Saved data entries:
╔══

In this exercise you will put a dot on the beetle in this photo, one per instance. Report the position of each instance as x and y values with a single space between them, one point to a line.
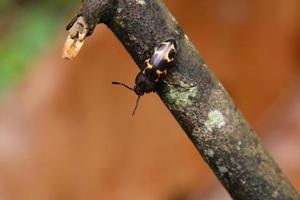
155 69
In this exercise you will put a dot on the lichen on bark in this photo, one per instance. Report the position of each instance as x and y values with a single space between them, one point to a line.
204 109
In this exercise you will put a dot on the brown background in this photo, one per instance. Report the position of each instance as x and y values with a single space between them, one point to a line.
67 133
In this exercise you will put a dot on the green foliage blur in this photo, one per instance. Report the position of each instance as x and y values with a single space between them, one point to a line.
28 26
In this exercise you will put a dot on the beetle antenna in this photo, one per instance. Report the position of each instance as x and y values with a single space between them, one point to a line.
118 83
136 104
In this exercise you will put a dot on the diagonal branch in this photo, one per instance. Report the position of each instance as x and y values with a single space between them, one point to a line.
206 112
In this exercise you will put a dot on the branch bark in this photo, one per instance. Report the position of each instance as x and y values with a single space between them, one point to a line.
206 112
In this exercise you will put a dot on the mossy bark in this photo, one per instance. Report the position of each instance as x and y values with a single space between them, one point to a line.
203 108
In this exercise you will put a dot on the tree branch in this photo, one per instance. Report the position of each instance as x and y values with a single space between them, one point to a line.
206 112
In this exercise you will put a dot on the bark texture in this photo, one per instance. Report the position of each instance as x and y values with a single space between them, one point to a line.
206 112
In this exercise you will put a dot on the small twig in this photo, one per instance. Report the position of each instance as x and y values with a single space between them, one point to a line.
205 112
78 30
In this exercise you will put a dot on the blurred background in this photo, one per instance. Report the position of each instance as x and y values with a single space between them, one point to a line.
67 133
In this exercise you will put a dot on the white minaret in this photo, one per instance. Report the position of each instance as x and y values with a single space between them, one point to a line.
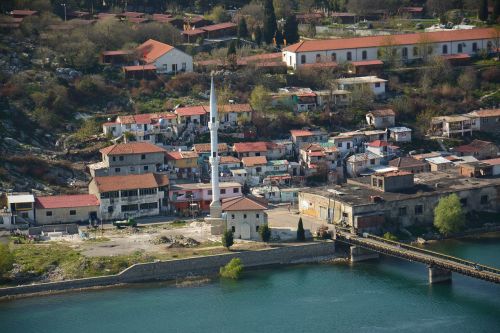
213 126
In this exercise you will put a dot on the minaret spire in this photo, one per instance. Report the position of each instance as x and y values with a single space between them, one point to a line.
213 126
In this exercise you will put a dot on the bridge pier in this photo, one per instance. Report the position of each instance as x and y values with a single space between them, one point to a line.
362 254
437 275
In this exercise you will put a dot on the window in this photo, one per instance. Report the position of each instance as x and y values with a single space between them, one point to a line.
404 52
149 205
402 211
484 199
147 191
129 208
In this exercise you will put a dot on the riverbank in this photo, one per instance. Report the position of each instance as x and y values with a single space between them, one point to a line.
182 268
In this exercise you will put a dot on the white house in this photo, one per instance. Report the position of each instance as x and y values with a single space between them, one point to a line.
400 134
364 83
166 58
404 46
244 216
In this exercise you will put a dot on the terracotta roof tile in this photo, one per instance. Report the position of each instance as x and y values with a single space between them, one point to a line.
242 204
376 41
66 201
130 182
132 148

╚══

◆ Work required
Make an exact copy of the records above. Keep out every picture.

◆ Output for this task
In this exercise you will put a dot on the beetle in this photo, one per instance. Report the position of each instance as x and y values with a single space between them, one point to a line.
155 69
In this exercise you will put a dot on the lichen on bark in this photo, one per instance. Report the position of each instance as x and y values with a single space between them, one point to a line.
204 109
In this exercise you will put a dot on the brown background in this photo, one per instance. Report the position of each instance as x and y values with a single space between them, one point to a line.
67 133
In this exercise you will put a dot on the green foliage blur in this photo, one per instance. Report the position of each instance as x and y values with a single space between them, one point to a line.
28 26
In this exercise you will put a dot on the beetle antenna in this photo, one per instance. Report the position of each instance as x and y values with a single space between them, one point to a line.
118 83
136 104
In this exercise you will put a dot on the diagonal branch in this photo, one per instance. Report the position of each instance as x and y values with a single space between them, one point to a line.
206 112
In this exercise you will put a dot on the branch bark in this photo, one per instance. Report the position of each instance as x and y values with a single space between them, one point to a line.
206 112
In this exercise you will put a dot on the mossy bark in this photo, one per instance. Report the position of each instance as x and y values with a single space between them, one point to a line.
203 108
In this exercise you will put a dot on the tree branch in this photo, one per instance. Report the position of each instance as x and y values with a single space between them, one point to a line.
206 112
In this exercise you will put a dot on the bark texture in this photo, one per instance. Report the position of each instance as x and y values with a single space between them, one point to a line.
206 112
In this exercise you will put a dot on the small twig in this photo, one per instance. Report the position of each instance as x and y values with a single space between them, one point to a line.
205 112
78 30
In this exercise you will put a dot on the blurred background in this photo, one per instance. Report the position of each instance as x and y values with a single space between them, one point to a line.
67 133
In this exercise you will put a dot on the white minaret in this photo, one per instance. Report the position of each instance as x and y values with a single space between them, one point to a line.
213 126
In this exercise you will put a dot on the minaret spire in this photo, one per instance. Report the position of each instance as x and y values with a single space between them, one point to a line.
213 126
In this exercise you will put a dot on the bridge pier in this photo, one per instance. Report the position of each instance as x and y values with a single space between them, one point to a line.
362 254
437 275
In this exercise you will put a dot on the window in this photo, one per instance. Report the position of each instance as x and y values with a single space between them, one point to a line.
404 52
149 205
402 211
484 199
147 191
129 208
In this exercise you will put a dot on the riverbank in this photo, one per instance. Report the position of each instance as x and y values with a single space between them, one point to a line.
182 268
In this exercise you will put a dot on the white house in this photo, one per instance. Report the position of each instance as x and y values with a single space between them, one point to a line.
400 134
364 83
166 58
404 46
244 216
In this exercise you will put a dot on the terracotta roof tile in this photo, one per instance. Report the position of each instance as x and y values with a single space between them, one point to a line.
242 204
376 41
66 201
130 182
132 148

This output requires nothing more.